* Short problem
Reproduce the stretch from the line containing "102, row 252." through the line containing "column 214, row 187", substituting "Query" for each occurrence of "Target" and leaving everything else unchanged.

* Available data
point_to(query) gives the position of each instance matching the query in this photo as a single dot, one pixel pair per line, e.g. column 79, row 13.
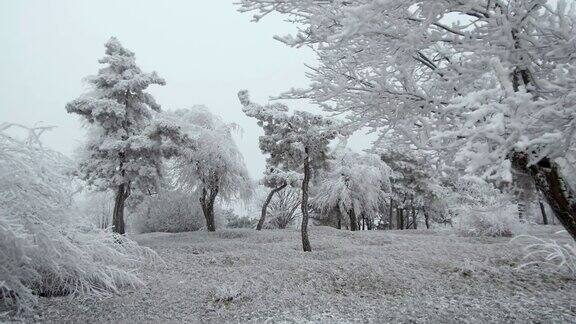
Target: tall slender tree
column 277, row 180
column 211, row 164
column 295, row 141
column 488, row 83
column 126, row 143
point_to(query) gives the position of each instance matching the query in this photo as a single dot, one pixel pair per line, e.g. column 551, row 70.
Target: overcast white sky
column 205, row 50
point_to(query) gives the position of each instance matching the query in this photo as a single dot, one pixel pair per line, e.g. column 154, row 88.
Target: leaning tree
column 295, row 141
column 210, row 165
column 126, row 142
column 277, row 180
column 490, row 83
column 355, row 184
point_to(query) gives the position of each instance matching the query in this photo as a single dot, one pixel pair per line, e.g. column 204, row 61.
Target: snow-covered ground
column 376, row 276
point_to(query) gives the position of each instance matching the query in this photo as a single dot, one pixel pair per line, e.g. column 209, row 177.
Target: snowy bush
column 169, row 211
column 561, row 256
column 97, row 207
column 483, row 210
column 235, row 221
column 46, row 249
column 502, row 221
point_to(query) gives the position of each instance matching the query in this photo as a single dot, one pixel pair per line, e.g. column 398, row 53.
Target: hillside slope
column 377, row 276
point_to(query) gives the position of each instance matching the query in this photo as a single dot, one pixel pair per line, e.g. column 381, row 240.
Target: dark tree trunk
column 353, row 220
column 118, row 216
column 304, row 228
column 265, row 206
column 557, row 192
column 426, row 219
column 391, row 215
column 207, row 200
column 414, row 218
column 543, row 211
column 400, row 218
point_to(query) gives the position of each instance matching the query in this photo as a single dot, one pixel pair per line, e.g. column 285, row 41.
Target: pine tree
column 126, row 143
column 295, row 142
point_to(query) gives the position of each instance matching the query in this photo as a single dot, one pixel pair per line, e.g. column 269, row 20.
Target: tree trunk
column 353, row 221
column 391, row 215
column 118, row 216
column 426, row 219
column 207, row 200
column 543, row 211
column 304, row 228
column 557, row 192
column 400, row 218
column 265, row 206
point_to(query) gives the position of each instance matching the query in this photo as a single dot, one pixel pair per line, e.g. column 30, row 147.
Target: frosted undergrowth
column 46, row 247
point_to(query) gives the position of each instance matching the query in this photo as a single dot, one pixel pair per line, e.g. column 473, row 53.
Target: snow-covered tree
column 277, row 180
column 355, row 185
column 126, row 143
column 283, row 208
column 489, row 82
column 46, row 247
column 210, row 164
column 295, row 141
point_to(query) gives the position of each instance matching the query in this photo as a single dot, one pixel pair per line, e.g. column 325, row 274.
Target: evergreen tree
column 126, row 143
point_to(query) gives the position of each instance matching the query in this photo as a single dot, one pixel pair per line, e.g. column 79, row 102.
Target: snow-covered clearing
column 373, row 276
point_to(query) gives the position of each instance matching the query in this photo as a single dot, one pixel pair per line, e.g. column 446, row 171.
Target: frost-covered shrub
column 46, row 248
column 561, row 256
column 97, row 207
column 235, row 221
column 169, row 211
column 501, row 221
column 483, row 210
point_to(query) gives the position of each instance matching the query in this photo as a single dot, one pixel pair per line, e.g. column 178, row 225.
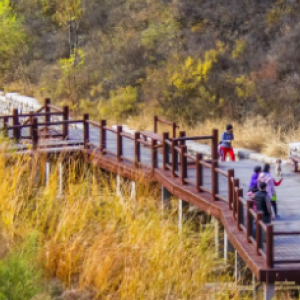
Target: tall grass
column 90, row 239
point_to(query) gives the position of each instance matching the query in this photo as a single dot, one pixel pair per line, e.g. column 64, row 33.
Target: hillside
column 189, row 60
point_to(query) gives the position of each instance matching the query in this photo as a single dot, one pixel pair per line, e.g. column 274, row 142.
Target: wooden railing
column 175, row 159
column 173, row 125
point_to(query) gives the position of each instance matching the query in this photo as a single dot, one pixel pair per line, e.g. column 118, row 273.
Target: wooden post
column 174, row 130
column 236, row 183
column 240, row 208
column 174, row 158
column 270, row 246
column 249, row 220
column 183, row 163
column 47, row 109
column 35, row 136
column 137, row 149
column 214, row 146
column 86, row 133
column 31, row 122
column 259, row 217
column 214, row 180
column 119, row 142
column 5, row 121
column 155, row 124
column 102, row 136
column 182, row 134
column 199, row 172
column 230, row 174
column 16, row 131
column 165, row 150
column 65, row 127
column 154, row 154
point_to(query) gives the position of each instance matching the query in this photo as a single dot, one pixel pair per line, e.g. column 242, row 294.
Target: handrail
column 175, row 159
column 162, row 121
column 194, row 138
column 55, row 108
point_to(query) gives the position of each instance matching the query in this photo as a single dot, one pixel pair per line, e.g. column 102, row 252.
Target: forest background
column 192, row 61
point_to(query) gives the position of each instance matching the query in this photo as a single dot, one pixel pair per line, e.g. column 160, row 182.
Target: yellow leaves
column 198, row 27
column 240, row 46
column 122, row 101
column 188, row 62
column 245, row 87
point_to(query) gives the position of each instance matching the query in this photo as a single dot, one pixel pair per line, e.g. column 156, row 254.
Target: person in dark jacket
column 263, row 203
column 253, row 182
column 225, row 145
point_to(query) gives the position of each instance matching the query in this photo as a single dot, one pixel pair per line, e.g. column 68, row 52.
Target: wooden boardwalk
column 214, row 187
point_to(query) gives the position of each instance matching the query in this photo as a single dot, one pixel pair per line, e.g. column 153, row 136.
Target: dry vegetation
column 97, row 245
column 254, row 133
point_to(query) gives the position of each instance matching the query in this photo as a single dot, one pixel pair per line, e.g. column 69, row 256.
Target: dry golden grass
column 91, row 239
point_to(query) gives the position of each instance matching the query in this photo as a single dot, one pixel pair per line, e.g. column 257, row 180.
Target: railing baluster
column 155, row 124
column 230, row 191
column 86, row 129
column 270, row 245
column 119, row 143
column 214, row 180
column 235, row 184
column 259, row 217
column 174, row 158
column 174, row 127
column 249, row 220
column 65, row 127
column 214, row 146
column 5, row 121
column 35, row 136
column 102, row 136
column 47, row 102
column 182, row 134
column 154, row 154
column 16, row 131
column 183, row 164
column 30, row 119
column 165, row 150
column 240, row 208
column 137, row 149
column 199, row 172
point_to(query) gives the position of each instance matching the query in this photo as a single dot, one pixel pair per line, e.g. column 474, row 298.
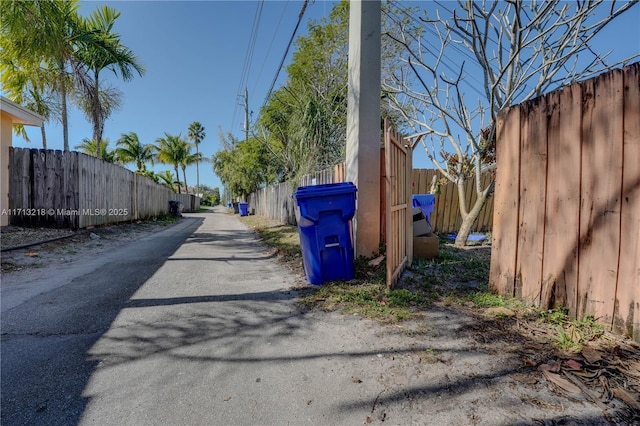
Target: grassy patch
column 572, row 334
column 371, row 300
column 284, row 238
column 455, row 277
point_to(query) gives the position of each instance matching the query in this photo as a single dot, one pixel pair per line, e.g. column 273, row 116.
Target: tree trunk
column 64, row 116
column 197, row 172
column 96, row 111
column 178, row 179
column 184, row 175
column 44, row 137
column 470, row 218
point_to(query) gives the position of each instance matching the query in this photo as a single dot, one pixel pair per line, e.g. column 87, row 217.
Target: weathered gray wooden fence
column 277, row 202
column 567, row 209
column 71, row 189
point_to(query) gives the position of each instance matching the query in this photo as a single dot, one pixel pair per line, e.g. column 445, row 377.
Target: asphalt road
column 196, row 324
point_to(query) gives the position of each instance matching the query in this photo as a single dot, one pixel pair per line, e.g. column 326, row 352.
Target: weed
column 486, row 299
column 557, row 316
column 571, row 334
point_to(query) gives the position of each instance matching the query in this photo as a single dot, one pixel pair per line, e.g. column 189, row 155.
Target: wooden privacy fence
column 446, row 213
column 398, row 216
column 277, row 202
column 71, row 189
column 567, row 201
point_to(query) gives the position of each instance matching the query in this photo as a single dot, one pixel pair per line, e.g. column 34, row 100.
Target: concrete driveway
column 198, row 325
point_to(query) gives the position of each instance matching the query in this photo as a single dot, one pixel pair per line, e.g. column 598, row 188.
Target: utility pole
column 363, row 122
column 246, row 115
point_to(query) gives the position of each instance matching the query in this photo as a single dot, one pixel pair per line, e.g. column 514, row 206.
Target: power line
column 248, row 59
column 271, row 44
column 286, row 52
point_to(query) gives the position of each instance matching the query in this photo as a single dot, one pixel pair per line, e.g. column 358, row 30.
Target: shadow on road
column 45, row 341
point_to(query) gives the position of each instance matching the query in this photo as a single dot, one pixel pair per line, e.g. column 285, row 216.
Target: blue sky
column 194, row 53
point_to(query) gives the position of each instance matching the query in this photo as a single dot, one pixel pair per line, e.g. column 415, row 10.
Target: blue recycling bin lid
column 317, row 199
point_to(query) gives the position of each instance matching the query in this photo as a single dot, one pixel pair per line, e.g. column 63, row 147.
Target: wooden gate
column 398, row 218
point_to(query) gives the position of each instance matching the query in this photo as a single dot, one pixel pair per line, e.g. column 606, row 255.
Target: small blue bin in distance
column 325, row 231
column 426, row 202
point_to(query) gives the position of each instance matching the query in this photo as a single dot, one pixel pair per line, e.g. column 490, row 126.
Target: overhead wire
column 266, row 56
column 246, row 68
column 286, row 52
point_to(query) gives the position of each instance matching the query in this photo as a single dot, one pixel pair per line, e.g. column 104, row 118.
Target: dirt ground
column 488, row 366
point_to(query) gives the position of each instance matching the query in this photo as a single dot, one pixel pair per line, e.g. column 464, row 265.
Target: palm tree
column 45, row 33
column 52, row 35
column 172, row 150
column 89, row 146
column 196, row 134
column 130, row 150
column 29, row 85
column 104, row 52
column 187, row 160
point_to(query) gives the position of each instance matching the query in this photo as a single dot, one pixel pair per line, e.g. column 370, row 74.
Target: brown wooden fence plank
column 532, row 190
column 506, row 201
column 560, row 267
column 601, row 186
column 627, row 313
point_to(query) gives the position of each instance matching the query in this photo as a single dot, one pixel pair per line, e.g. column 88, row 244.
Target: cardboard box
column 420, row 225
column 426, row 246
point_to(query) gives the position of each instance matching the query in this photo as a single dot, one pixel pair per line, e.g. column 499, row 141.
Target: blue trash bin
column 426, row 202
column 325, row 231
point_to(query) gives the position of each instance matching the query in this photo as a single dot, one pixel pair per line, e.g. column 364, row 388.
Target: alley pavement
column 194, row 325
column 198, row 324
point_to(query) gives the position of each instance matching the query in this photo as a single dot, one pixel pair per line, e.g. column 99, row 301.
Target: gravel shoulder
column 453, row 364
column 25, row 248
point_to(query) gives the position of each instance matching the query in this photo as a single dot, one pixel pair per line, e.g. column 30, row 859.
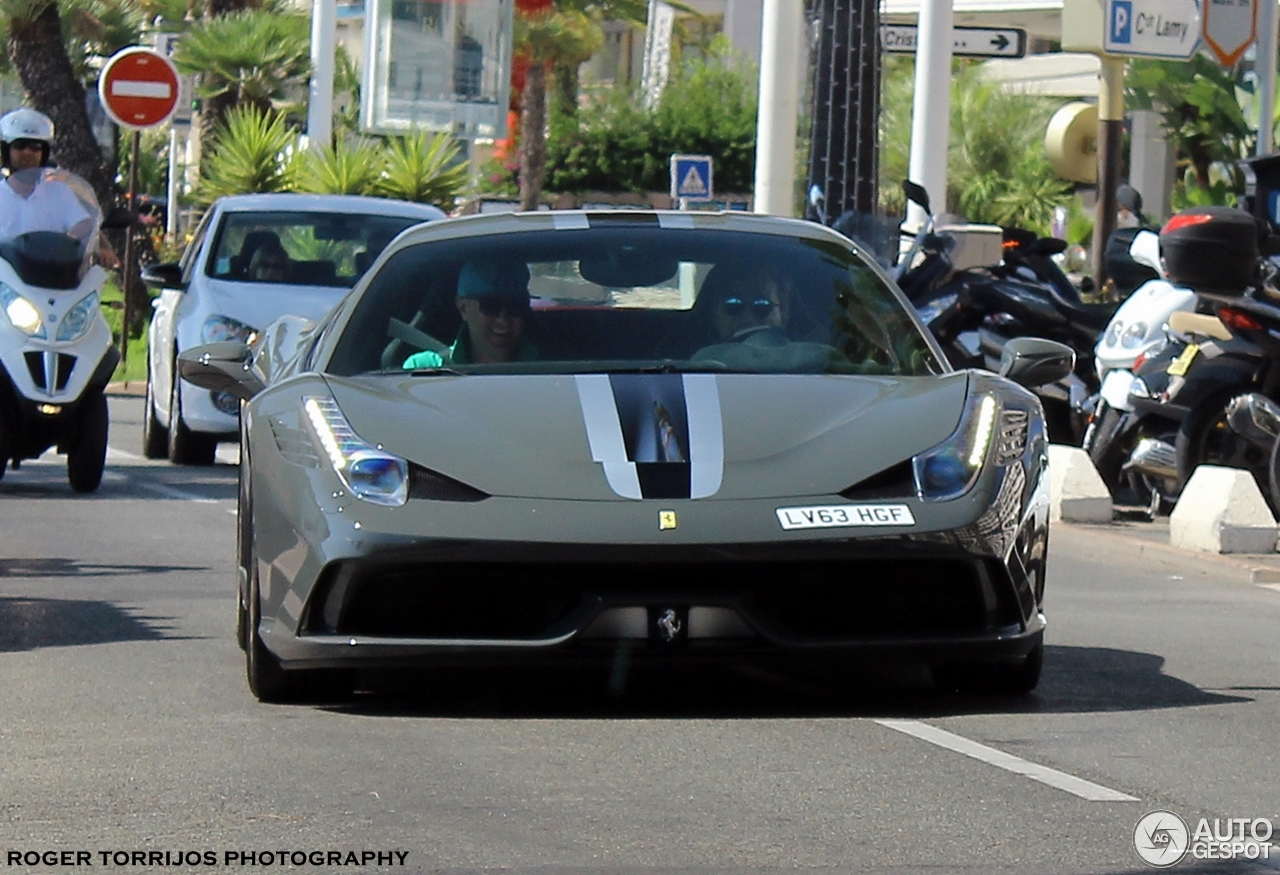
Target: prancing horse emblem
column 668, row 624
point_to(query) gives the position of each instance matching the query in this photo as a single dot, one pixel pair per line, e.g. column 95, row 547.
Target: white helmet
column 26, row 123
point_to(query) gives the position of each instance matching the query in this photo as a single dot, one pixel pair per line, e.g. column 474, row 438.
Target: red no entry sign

* Task answer
point_to(query) gives the position of each instance matching the query in this photo as a single dot, one pixel pair per line, e.g. column 102, row 252.
Query: forest background
column 192, row 61
point_to(query) gives the position of each instance matching the query in this photo as a single dot, one pixel pair per line, e.g. column 160, row 182.
Query: yellow leaves
column 198, row 27
column 240, row 46
column 122, row 101
column 188, row 62
column 245, row 87
point_to(query) gives the position of each instance matching the query in this photo as a single dot, one pixel pair per line, e.g. column 156, row 254.
Query: person in dark jacket
column 263, row 203
column 253, row 182
column 225, row 145
point_to(query) gives the position of each instance matching the query in this photo as a single dot, one pixel pair per line, e.g. column 68, row 52.
Query: wooden boardwalk
column 214, row 187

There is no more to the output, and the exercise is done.